* **TUJUAN TUGAS 1**:
Sunting semua entri data di bawah dengan mengganti "photograph" menjadi "picture" tanpa mengubah bagian lain, lalu tuliskan hasilnya tanpa menyertakan gambar.

* **DOKUMEN SUMBER**:
◆ ◆ ◆
Panggung Dunia di Victoria Falls

Inilah mengapa Konferensi Para Pihak ke-15 (CoP15) Konvensi Ramsar tentang Lahan Basah yang akan berlangsung pada 22–31 Juli 2025 di Victoria Falls, Zimbabwe, menjadi sangat krusial. Dengan dihadiri oleh lebih dari 170 negara pihak, badan-badan internasional maupun PBB, perwakilan masyarakat, LSM, ilmuwan, komunitas lokal, donor, dan sektor swasta, pertemuan ini menjadi forum pengambilan keputusan tertinggi di dunia yang secara eksklusif membahas perlindungan dan pengelolaan lahan basah. Meskipun keputusan-keputusannya tidak mengikat, bagi Indonesia, negara yang telah menjadi pihak Konvensi Ramsar sejak 1991, ini adalah panggung untuk menunjukkan kepemimpinan dan memperkuat kolaborasi global.

Presiden Zimbabwe Dr. Emmerson Dambudzo Mnangagwa membuka Ramsar CoP15 di Victoria Fall, Zimbabwe, 24 Juli 2025

Tema CoP15 tahun ini, “Melindungi Lahan Basah untuk Masa Depan Bersama kita”, yang menekankan peran penting lahan basah dalam menjaga kesehatan ekologis, keanekaragaman hayati, dan ketahanan iklim. Ini adalah pengingat keras bahwa lahan basah bukan hanya penting untuk alam, tetapi juga vital bagi kelangsungan hidup manusia. Mereka menyimpan dan menyaring air tawar, mengurangi risiko bencana, menopang sistem pangan dan perikanan, dan menyerap karbon dalam jumlah besar. Lahan gambut, misalnya, menyimpan hingga 30% karbon tanah dunia—lebih banyak dari semua hutan dunia jika digabungkan. Namun ketika dikeringkan, mereka justru berubah menjadi sumber emisi karbon terbesar di planet ini.
◆ ◆ ◆
* **ENTRI DATA**:
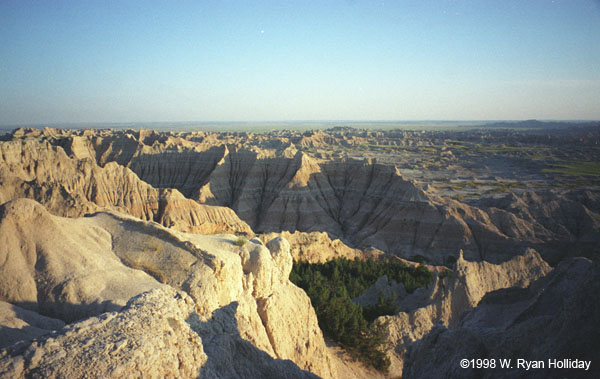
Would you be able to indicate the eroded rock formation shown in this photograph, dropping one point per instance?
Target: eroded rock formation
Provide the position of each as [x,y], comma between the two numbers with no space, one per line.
[445,300]
[554,318]
[241,305]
◆ ◆ ◆
* **TUJUAN TUGAS 2**:
Tentukan apakah tiap pernyataan berikut sesuai dengan teks tentang CoP15 Konvensi Ramsar. Jawab ya atau tidak, disertai kutipan kata-kata teks yang menentukannya. (a) CoP15 diselenggarakan di Victoria Falls, Zimbabwe. (b) Keputusan-keputusan CoP15 mengikat negara pihak. (c) Indonesia menjadi pihak Konvensi Ramsar sejak 2001.

* **JAWABAN BENAR 1**:
Would you be able to indicate the eroded rock formation shown in this picture, dropping one point per instance?
Target: eroded rock formation
Provide the position of each as [x,y], comma between the two numbers with no space, one per line.
[445,300]
[554,318]
[241,305]

* **JAWABAN BENAR 2**:
(a) Ya: "yang akan berlangsung pada 22–31 Juli 2025 di Victoria Falls, Zimbabwe"
(b) Tidak: "Meskipun keputusan-keputusannya tidak mengikat"
(c) Tidak: "negara yang telah menjadi pihak Konvensi Ramsar sejak 1991"